■ **Instructions for the task**
Exactly reproduce the line containing "# outline every instance of the thin twig" together with every line after it, through the end of the entries, and give nothing more.

════

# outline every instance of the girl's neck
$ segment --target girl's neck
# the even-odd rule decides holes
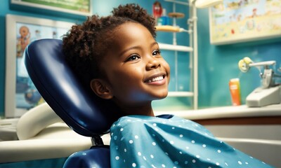
[[[117,102],[115,102],[117,103]],[[148,116],[155,116],[151,102],[138,105],[124,105],[117,103],[122,113],[126,115],[141,115]]]

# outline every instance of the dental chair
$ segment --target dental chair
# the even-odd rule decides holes
[[[25,55],[27,72],[46,102],[74,132],[91,137],[91,148],[71,155],[64,167],[110,167],[109,146],[100,136],[121,117],[117,108],[80,82],[65,62],[61,40],[33,41]]]

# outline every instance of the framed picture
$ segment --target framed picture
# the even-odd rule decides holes
[[[225,0],[209,8],[211,44],[281,37],[281,0]]]
[[[17,118],[44,102],[25,69],[26,46],[37,39],[61,38],[74,24],[13,15],[6,20],[5,116]]]
[[[11,5],[20,5],[67,13],[79,15],[91,15],[92,0],[11,0]]]

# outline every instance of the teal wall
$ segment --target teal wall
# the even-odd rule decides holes
[[[28,11],[24,8],[11,9],[10,1],[1,1],[0,6],[0,116],[4,113],[4,90],[5,90],[5,57],[6,57],[6,14],[13,14],[25,16],[32,16],[52,19],[61,21],[72,22],[81,22],[84,20],[81,18],[75,18],[67,15],[59,15],[58,13],[42,10]],[[112,7],[117,6],[120,4],[139,3],[140,6],[148,9],[152,13],[152,4],[154,0],[136,1],[136,0],[93,0],[93,13],[100,15],[109,14]],[[160,1],[167,12],[172,11],[172,5],[169,3]],[[177,11],[188,13],[186,6],[177,6]],[[198,53],[199,53],[199,106],[200,108],[228,106],[231,105],[230,95],[228,89],[228,80],[233,78],[240,78],[242,90],[242,102],[247,95],[255,88],[260,85],[259,71],[252,69],[249,73],[242,74],[237,67],[238,61],[244,57],[250,57],[255,62],[276,60],[277,67],[281,66],[281,41],[280,38],[274,40],[259,41],[250,43],[214,46],[209,43],[209,18],[207,9],[198,9]],[[186,27],[188,17],[178,20],[178,24],[181,27]],[[186,34],[178,34],[177,35],[179,45],[188,45],[188,36]],[[162,43],[171,43],[172,35],[169,33],[158,33],[157,41]],[[162,51],[165,58],[170,63],[171,68],[174,70],[174,52]],[[179,75],[180,83],[189,83],[188,71],[188,55],[179,53]],[[173,90],[175,84],[171,79],[169,89]],[[188,85],[187,86],[188,88]],[[156,103],[157,108],[166,104],[178,104],[183,106],[188,106],[188,99],[168,98],[165,101]],[[64,159],[61,160],[64,160]],[[52,167],[61,167],[61,160],[55,161],[56,165]],[[11,167],[16,167],[19,165],[26,164],[28,167],[37,165],[38,163],[27,162],[27,163],[18,163],[18,164],[11,164]],[[41,162],[40,163],[42,163]],[[48,164],[46,165],[48,165]],[[2,164],[4,166],[4,164]],[[41,167],[44,165],[40,164]],[[0,167],[1,165],[0,164]],[[35,166],[36,167],[36,166]],[[47,166],[48,167],[48,166]]]
[[[93,12],[100,15],[110,13],[113,7],[120,4],[138,3],[152,13],[152,5],[154,0],[93,0]],[[167,13],[172,11],[172,5],[163,0],[163,8]],[[177,11],[185,13],[185,17],[177,20],[178,24],[187,27],[188,8],[183,6],[176,6]],[[13,8],[9,6],[9,1],[3,1],[0,6],[0,116],[4,113],[4,89],[5,89],[5,57],[6,57],[6,28],[5,16],[6,14],[14,14],[25,16],[32,16],[52,19],[55,20],[81,22],[84,18],[74,17],[70,15],[63,15],[44,10],[25,9],[24,8]],[[247,95],[260,83],[259,71],[252,69],[247,74],[240,72],[237,67],[238,61],[244,57],[250,57],[254,62],[276,60],[277,67],[281,65],[281,41],[280,38],[274,40],[259,41],[244,43],[214,46],[209,43],[208,9],[198,9],[198,57],[199,57],[199,107],[211,107],[231,105],[230,95],[228,89],[228,80],[233,78],[240,78],[242,103],[244,103]],[[188,45],[188,35],[185,33],[177,34],[179,45]],[[161,43],[172,43],[172,34],[166,32],[157,33],[157,41]],[[175,60],[174,52],[162,51],[163,55],[170,64],[171,74],[175,73]],[[185,85],[183,90],[189,88],[188,54],[178,53],[178,85]],[[175,89],[175,78],[172,77],[169,90]],[[188,108],[190,99],[187,98],[167,98],[166,100],[157,101],[156,108],[166,108],[167,106],[174,108],[174,106]]]
[[[209,42],[208,9],[197,10],[197,17],[200,107],[231,105],[228,81],[233,78],[240,78],[242,101],[245,104],[246,97],[260,85],[261,78],[256,68],[246,74],[240,72],[238,61],[244,57],[249,57],[254,62],[275,60],[276,68],[280,67],[281,36],[270,40],[214,46]]]

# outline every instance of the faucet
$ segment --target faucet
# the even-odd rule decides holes
[[[263,66],[263,73],[261,72],[259,74],[262,79],[261,86],[263,88],[269,88],[281,84],[276,84],[273,79],[273,77],[281,77],[281,75],[275,74],[274,71],[270,69],[270,66],[275,64],[275,61],[254,62],[249,57],[244,57],[239,62],[238,66],[240,71],[244,73],[247,72],[250,67]],[[278,71],[281,71],[281,67],[278,69]]]
[[[275,83],[273,77],[281,77],[275,74],[270,66],[275,61],[253,62],[249,57],[244,57],[238,62],[241,71],[247,72],[252,66],[263,66],[263,73],[260,73],[261,86],[256,88],[246,97],[246,104],[249,107],[261,107],[281,103],[281,83]],[[281,72],[281,68],[277,69]]]

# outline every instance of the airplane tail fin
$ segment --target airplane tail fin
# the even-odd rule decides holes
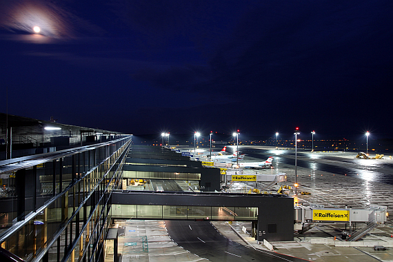
[[[266,163],[272,163],[272,161],[273,161],[274,157],[270,157],[268,159],[268,160],[266,160]]]

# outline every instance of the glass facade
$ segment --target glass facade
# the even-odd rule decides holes
[[[258,208],[116,204],[111,211],[118,219],[258,220]]]
[[[199,173],[177,173],[172,172],[123,171],[125,179],[201,180]]]
[[[7,172],[0,243],[26,261],[98,261],[131,137],[64,150]]]

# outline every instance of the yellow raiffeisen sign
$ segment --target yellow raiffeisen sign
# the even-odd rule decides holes
[[[313,210],[312,220],[349,221],[350,210]]]
[[[256,176],[253,174],[236,174],[232,176],[232,181],[256,181]]]

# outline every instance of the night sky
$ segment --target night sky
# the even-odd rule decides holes
[[[4,113],[8,89],[8,114],[128,134],[393,137],[392,0],[0,0],[0,12]]]

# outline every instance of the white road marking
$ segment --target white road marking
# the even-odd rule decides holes
[[[199,239],[200,241],[201,241],[202,242],[206,243],[206,242],[205,242],[204,241],[203,241],[202,239],[199,239],[199,237],[196,237],[196,238],[197,238],[198,239]]]
[[[237,254],[232,254],[232,253],[230,253],[229,252],[226,252],[226,251],[225,251],[225,253],[228,253],[228,254],[232,254],[232,255],[233,255],[233,256],[236,256],[241,257],[241,256],[238,256]]]

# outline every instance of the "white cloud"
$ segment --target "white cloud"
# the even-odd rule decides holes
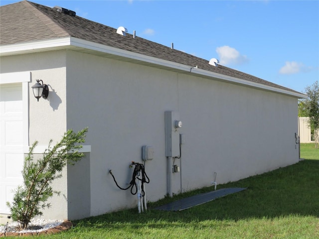
[[[145,35],[154,35],[155,33],[155,31],[153,29],[148,28],[145,29],[144,31],[143,31],[143,34]]]
[[[229,65],[244,63],[248,61],[247,57],[241,55],[236,49],[229,46],[223,46],[216,48],[221,65]]]
[[[307,67],[301,62],[286,61],[286,64],[279,70],[279,73],[283,75],[291,75],[299,72],[308,72],[313,70],[311,67]]]

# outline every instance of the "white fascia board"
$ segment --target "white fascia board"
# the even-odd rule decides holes
[[[22,43],[0,46],[0,55],[5,53],[18,52],[43,48],[69,46],[70,37],[43,40]]]
[[[142,54],[128,51],[127,50],[123,50],[116,47],[113,47],[112,46],[106,46],[105,45],[102,44],[96,43],[74,37],[71,37],[71,45],[73,46],[82,47],[107,54],[130,58],[138,61],[141,61],[156,65],[160,65],[162,66],[172,68],[182,71],[189,71],[191,68],[189,66],[186,66],[186,65],[162,60],[153,56],[147,56]]]
[[[197,69],[192,70],[192,72],[194,73],[198,73],[200,75],[204,75],[210,77],[213,77],[214,78],[224,80],[225,81],[227,81],[229,82],[232,82],[233,83],[238,84],[240,85],[244,85],[249,87],[254,87],[255,88],[259,88],[268,91],[275,92],[278,93],[288,95],[298,98],[306,98],[307,97],[307,96],[306,95],[304,95],[302,93],[293,92],[290,91],[284,90],[283,89],[277,88],[276,87],[267,86],[266,85],[264,85],[263,84],[260,84],[257,82],[247,81],[245,80],[242,80],[236,77],[226,76],[225,75],[222,75],[221,74],[216,73],[215,72],[212,72],[211,71],[206,71],[205,70]]]

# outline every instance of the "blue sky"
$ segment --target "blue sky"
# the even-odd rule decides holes
[[[18,0],[3,0],[5,5]],[[319,80],[319,0],[45,0],[304,92]]]

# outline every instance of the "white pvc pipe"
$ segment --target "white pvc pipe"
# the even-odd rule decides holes
[[[137,174],[138,176],[140,176],[140,173],[138,173]],[[141,180],[138,178],[138,208],[139,207],[139,204],[140,205],[140,209],[139,210],[139,213],[142,213],[144,212],[144,208],[143,207],[143,199],[142,196],[142,186],[141,184]]]
[[[217,176],[217,173],[215,172],[214,173],[214,181],[211,182],[212,184],[214,184],[215,185],[215,190],[216,190],[216,188],[217,186],[217,182],[216,181],[216,178]]]
[[[148,211],[148,206],[146,204],[146,193],[145,191],[145,185],[144,185],[144,197],[143,197],[143,198],[144,199],[144,209],[145,209],[145,211]]]
[[[140,191],[140,187],[138,187],[138,209],[139,213],[141,213],[141,191]]]

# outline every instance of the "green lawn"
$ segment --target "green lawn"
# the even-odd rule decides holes
[[[178,212],[152,209],[213,190],[205,188],[150,203],[146,213],[135,208],[75,221],[49,238],[319,238],[319,149],[301,146],[302,157],[310,159],[217,186],[248,187],[239,193]]]

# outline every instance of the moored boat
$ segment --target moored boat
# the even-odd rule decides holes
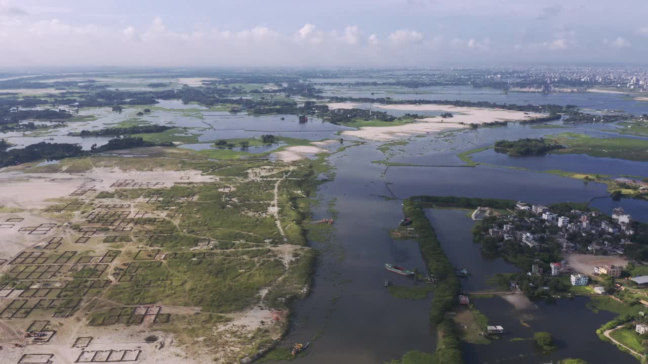
[[[387,264],[385,264],[385,269],[386,269],[388,271],[393,271],[394,273],[397,273],[399,274],[402,274],[403,275],[414,275],[414,272],[413,272],[413,271],[411,271],[410,270],[406,269],[405,268],[403,268],[403,267],[397,267],[396,266],[393,266],[392,264],[389,264],[389,263],[388,263]]]
[[[295,347],[292,348],[292,351],[290,352],[290,354],[292,354],[292,355],[297,355],[299,354],[301,352],[303,352],[305,350],[306,350],[306,348],[308,347],[308,345],[310,345],[310,341],[308,341],[305,344],[295,344]]]
[[[468,275],[470,274],[466,268],[457,269],[456,273],[459,277],[468,277]]]

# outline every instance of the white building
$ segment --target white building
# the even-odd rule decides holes
[[[567,216],[561,216],[558,218],[558,226],[562,227],[569,223],[569,218]]]
[[[571,277],[572,286],[587,286],[590,277],[584,274],[573,274]]]
[[[634,331],[636,331],[641,335],[643,335],[646,332],[648,332],[648,324],[637,324],[637,326],[634,328]]]
[[[549,265],[551,267],[551,275],[557,276],[561,274],[561,264],[551,263]]]
[[[534,205],[533,207],[531,207],[531,211],[533,212],[534,214],[537,214],[539,215],[542,212],[544,212],[545,211],[549,210],[549,208],[548,208],[546,206],[542,206],[542,205]]]
[[[553,222],[556,221],[556,218],[557,217],[558,215],[554,214],[553,212],[550,212],[549,211],[547,211],[546,212],[542,212],[542,218],[548,222]]]

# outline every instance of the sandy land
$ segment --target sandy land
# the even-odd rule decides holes
[[[628,95],[632,93],[631,92],[618,91],[614,90],[605,90],[601,89],[587,89],[587,92],[597,92],[602,93],[618,93],[620,95]]]
[[[353,102],[331,102],[327,104],[329,109],[353,109],[358,106],[358,104]]]
[[[567,262],[574,271],[583,274],[594,274],[594,267],[610,264],[625,267],[629,260],[623,256],[570,254]]]
[[[22,227],[38,226],[41,223],[56,223],[41,215],[43,210],[54,205],[70,202],[69,195],[80,187],[93,186],[87,196],[100,191],[112,190],[110,186],[118,179],[134,179],[135,182],[157,183],[157,187],[170,187],[176,183],[204,182],[214,177],[202,175],[199,170],[182,171],[128,171],[117,168],[95,168],[89,172],[24,173],[19,170],[0,172],[0,229],[3,238],[0,244],[0,259],[8,259],[34,245],[27,236],[40,237],[46,242],[58,231],[53,229],[42,235],[29,235],[19,231]],[[180,179],[181,177],[185,177]],[[186,179],[186,177],[189,177]],[[92,181],[94,180],[94,181]],[[125,187],[133,188],[133,187]],[[21,222],[6,222],[8,219],[23,218]],[[12,225],[12,226],[9,226]]]
[[[509,303],[513,304],[517,310],[529,310],[538,308],[535,303],[523,295],[521,292],[516,292],[509,295],[502,295],[502,298],[505,299]]]
[[[483,124],[494,121],[515,121],[543,117],[546,115],[501,109],[462,108],[450,105],[375,105],[382,109],[422,111],[447,111],[452,118],[430,117],[419,122],[396,126],[366,126],[359,130],[345,130],[342,134],[373,141],[389,141],[407,138],[416,134],[435,133],[446,130],[463,129],[470,124]]]
[[[178,79],[178,83],[181,85],[187,85],[192,87],[197,87],[202,85],[202,81],[216,81],[220,78],[213,77],[184,77]]]
[[[289,146],[281,152],[273,154],[277,156],[277,160],[282,162],[294,162],[305,158],[305,154],[316,154],[326,152],[328,151],[314,146],[299,145]]]

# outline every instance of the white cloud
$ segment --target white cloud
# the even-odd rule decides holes
[[[487,41],[485,41],[484,43],[481,43],[475,40],[474,39],[471,38],[470,40],[468,41],[468,43],[466,43],[466,47],[467,47],[470,49],[478,49],[480,51],[487,51],[488,49],[488,46],[486,45],[485,44],[487,43]]]
[[[342,41],[350,45],[355,45],[360,41],[360,31],[357,25],[349,25],[344,28]]]
[[[409,44],[418,44],[423,39],[423,35],[416,30],[401,29],[396,30],[388,37],[391,44],[397,47]]]
[[[0,16],[23,16],[27,14],[27,10],[12,5],[8,1],[0,1]]]
[[[617,37],[616,40],[610,43],[612,47],[616,48],[625,48],[630,47],[630,41],[625,40],[621,37]]]
[[[306,39],[308,38],[308,36],[315,31],[315,25],[312,24],[305,24],[301,29],[297,30],[297,33],[299,34],[299,38],[301,39]]]

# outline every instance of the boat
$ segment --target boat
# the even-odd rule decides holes
[[[310,345],[310,341],[308,341],[305,344],[295,344],[295,347],[292,348],[292,351],[290,352],[290,354],[292,355],[297,355],[306,350],[306,348],[308,347],[308,345]]]
[[[410,218],[405,218],[400,220],[400,226],[408,226],[411,223],[412,220]]]
[[[457,275],[459,277],[468,277],[468,275],[470,274],[466,268],[461,268],[460,269],[457,269],[456,272]]]
[[[400,267],[397,267],[396,266],[389,264],[389,263],[385,264],[385,269],[386,269],[388,271],[393,271],[394,273],[402,274],[403,275],[414,275],[414,272],[410,270],[408,270],[406,269],[405,268],[402,268]]]

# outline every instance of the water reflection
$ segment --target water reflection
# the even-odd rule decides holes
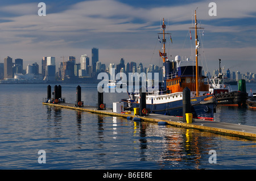
[[[48,124],[47,127],[48,133],[49,137],[60,138],[61,137],[61,108],[57,107],[51,107],[47,106],[47,120]],[[51,136],[52,129],[53,130],[53,134]],[[53,140],[53,141],[58,142],[58,139]]]
[[[81,132],[82,131],[82,112],[76,111],[76,126],[77,126],[77,134],[78,140],[81,140]]]
[[[103,119],[103,116],[101,115],[97,115],[97,120],[98,120],[98,138],[100,141],[104,141],[104,120]],[[100,144],[100,145],[102,145]]]
[[[117,136],[116,134],[117,134],[117,117],[113,117],[113,134],[114,135],[113,136],[113,139],[116,139],[117,138]]]

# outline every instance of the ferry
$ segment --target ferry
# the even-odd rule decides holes
[[[164,19],[162,25],[162,32],[158,33],[163,36],[161,42],[163,52],[160,50],[159,56],[163,62],[163,86],[157,91],[147,91],[146,108],[150,113],[183,117],[183,91],[188,87],[191,91],[191,113],[193,118],[214,120],[217,102],[213,94],[209,92],[209,86],[204,83],[206,77],[202,75],[202,66],[198,65],[198,49],[200,43],[197,37],[197,22],[196,10],[195,11],[196,38],[196,61],[187,58],[181,61],[180,56],[175,60],[170,61],[166,53],[166,33]],[[170,36],[170,40],[171,36]],[[129,98],[122,99],[125,107],[133,110],[139,108],[140,95],[139,92],[129,92]]]

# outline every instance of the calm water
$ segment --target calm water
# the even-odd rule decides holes
[[[44,106],[47,85],[0,85],[0,169],[256,169],[255,141]],[[77,86],[61,85],[67,102]],[[85,104],[96,105],[97,85],[80,86]],[[104,102],[127,96],[105,94]],[[217,111],[216,121],[256,126],[255,110]],[[210,150],[217,163],[209,163]]]

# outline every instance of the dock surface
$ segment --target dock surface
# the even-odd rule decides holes
[[[232,136],[241,137],[249,140],[256,140],[256,127],[236,124],[223,122],[216,122],[212,121],[203,120],[193,119],[192,123],[183,123],[180,117],[150,113],[148,116],[135,116],[133,112],[131,114],[113,112],[112,109],[106,108],[105,110],[97,110],[96,107],[84,106],[84,107],[76,107],[75,104],[72,103],[46,103],[44,105],[61,107],[68,109],[79,110],[81,111],[90,112],[95,113],[111,115],[112,116],[121,116],[127,117],[137,117],[141,118],[142,121],[158,123],[160,121],[166,122],[167,124],[181,128],[197,129],[201,131],[209,131],[218,134],[224,134]]]

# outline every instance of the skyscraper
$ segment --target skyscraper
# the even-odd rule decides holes
[[[98,61],[98,49],[92,49],[92,70],[93,74],[96,72],[96,63]]]
[[[86,54],[81,56],[81,69],[86,70],[89,65],[89,58]]]
[[[55,57],[47,57],[47,65],[55,65]]]
[[[44,77],[46,75],[46,62],[47,57],[43,57],[42,59],[42,75]]]
[[[55,57],[47,57],[46,65],[46,79],[51,81],[55,81],[56,73]]]
[[[15,59],[14,65],[14,73],[22,74],[23,71],[23,60],[21,58]]]
[[[4,61],[4,78],[12,78],[13,76],[13,58],[9,56],[5,58]]]

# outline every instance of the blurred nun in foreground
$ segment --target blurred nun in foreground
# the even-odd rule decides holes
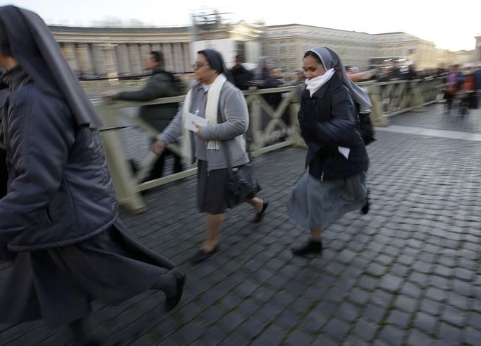
[[[43,20],[0,7],[1,112],[8,181],[0,199],[0,260],[13,261],[0,322],[71,323],[98,299],[116,305],[147,290],[181,299],[185,275],[133,239],[117,202],[92,108]]]

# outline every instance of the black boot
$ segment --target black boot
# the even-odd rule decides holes
[[[369,189],[367,189],[367,197],[366,198],[366,204],[361,208],[361,214],[366,215],[369,213]]]
[[[293,248],[291,249],[292,254],[306,258],[313,258],[319,255],[322,251],[322,242],[315,241],[310,239],[308,244],[300,248]]]

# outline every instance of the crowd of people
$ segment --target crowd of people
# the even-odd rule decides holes
[[[150,179],[162,174],[166,155],[173,155],[174,172],[181,169],[181,157],[168,150],[180,137],[187,163],[197,162],[197,206],[207,217],[206,240],[191,257],[195,263],[219,249],[226,210],[235,207],[226,198],[228,183],[250,162],[245,137],[249,114],[241,90],[284,84],[268,56],[255,71],[243,62],[238,56],[229,70],[219,52],[200,50],[193,66],[195,81],[181,107],[140,109],[140,118],[159,132],[152,138],[159,159]],[[134,239],[120,220],[100,119],[35,13],[0,8],[0,260],[13,266],[0,296],[0,322],[68,323],[81,343],[83,318],[94,299],[116,305],[158,290],[165,294],[166,310],[173,309],[185,274]],[[179,95],[178,81],[163,68],[162,53],[151,52],[145,68],[152,76],[142,90],[105,97],[147,101]],[[448,95],[479,92],[479,70],[461,75],[456,68],[446,76]],[[303,70],[290,83],[302,87],[298,117],[308,146],[306,174],[286,201],[291,220],[308,232],[307,241],[293,247],[294,256],[319,255],[329,225],[346,213],[368,210],[369,157],[359,114],[368,112],[371,103],[350,78],[356,73],[330,49],[315,47],[305,52]],[[269,206],[258,191],[245,196],[256,223]]]

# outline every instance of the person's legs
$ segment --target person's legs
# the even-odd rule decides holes
[[[221,226],[225,217],[225,213],[215,215],[207,214],[207,239],[202,247],[202,250],[204,252],[210,252],[217,246],[219,232],[221,229]]]
[[[259,197],[254,197],[252,199],[248,201],[248,203],[252,206],[256,213],[252,222],[254,223],[260,222],[264,217],[266,209],[269,206],[269,202]]]
[[[219,232],[226,214],[207,214],[207,239],[202,247],[190,258],[195,263],[209,259],[216,253],[219,243]]]
[[[260,199],[259,197],[254,197],[250,201],[248,201],[247,203],[252,206],[256,213],[260,213],[262,211],[264,201]]]
[[[185,274],[176,270],[163,274],[152,285],[152,290],[159,290],[165,294],[165,308],[167,311],[173,309],[182,298],[183,287],[185,284]]]
[[[172,154],[172,157],[173,157],[173,172],[174,173],[178,173],[180,172],[182,172],[183,167],[182,167],[182,157],[178,155],[175,153],[169,150],[171,154]]]
[[[159,158],[157,158],[157,160],[155,161],[155,163],[154,163],[152,170],[149,174],[149,180],[154,180],[162,177],[166,151],[167,150],[166,149],[166,150],[164,150],[164,153],[159,156]]]

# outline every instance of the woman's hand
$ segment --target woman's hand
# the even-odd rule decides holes
[[[200,134],[200,129],[201,129],[202,127],[201,127],[200,125],[195,125],[195,128],[197,129],[197,130],[195,130],[195,131],[194,131],[194,134],[195,134],[195,136],[198,136],[199,137],[200,137],[200,138],[202,138],[202,135]]]
[[[165,142],[157,139],[155,142],[152,143],[151,150],[154,154],[160,156],[162,154],[162,153],[164,153],[165,147],[166,147]]]

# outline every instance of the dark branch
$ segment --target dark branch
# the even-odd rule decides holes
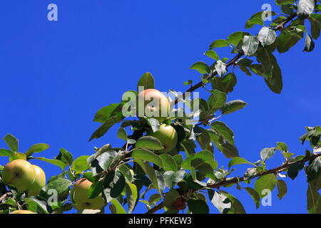
[[[11,197],[12,195],[11,192],[6,192],[4,193],[1,197],[0,197],[0,202],[4,200],[4,199],[6,199],[6,197]]]
[[[250,177],[250,179],[260,177],[262,177],[262,176],[264,176],[264,175],[266,175],[268,174],[277,174],[282,171],[284,171],[285,170],[287,169],[292,165],[297,164],[297,163],[305,163],[306,162],[314,160],[315,159],[316,159],[317,157],[321,157],[321,153],[317,154],[317,155],[314,155],[311,157],[306,157],[302,160],[297,161],[295,162],[285,162],[285,164],[283,164],[276,168],[266,170],[261,173],[258,173],[256,175],[252,176],[252,177]],[[249,178],[246,177],[240,177],[240,178],[234,177],[234,178],[228,179],[228,180],[217,182],[217,183],[208,185],[208,187],[210,187],[210,188],[218,188],[220,187],[224,187],[224,186],[226,186],[230,184],[236,184],[238,182],[243,182],[243,181],[244,181],[245,180],[248,180],[248,179]]]

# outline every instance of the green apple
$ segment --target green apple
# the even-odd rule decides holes
[[[153,118],[161,123],[168,116],[170,108],[168,99],[158,90],[147,89],[137,96],[136,113],[138,117]]]
[[[89,199],[89,188],[92,184],[89,180],[82,178],[73,185],[71,191],[71,197],[73,207],[78,211],[85,209],[99,209],[105,206],[105,200],[101,193],[96,198]]]
[[[11,214],[36,214],[36,213],[26,209],[18,209],[16,211],[12,212]]]
[[[165,124],[160,125],[159,130],[155,133],[148,132],[147,135],[155,137],[160,141],[164,149],[156,150],[156,152],[160,154],[171,151],[176,146],[178,141],[177,132],[175,128]]]
[[[2,171],[4,183],[14,185],[19,192],[28,190],[35,178],[36,172],[32,165],[21,159],[9,162]]]
[[[36,178],[31,187],[28,190],[29,197],[39,195],[41,188],[46,185],[46,174],[44,170],[39,166],[34,165],[32,166],[36,173]]]

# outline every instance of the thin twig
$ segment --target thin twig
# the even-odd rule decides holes
[[[11,192],[6,192],[0,197],[0,202],[6,199],[6,197],[11,197],[12,195]]]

════

■ **Correct result**
# outline every instance of the thin twig
$ segment --target thin twig
# the even-odd rule decides holes
[[[11,192],[6,192],[0,197],[0,202],[6,199],[6,197],[11,197],[12,195]]]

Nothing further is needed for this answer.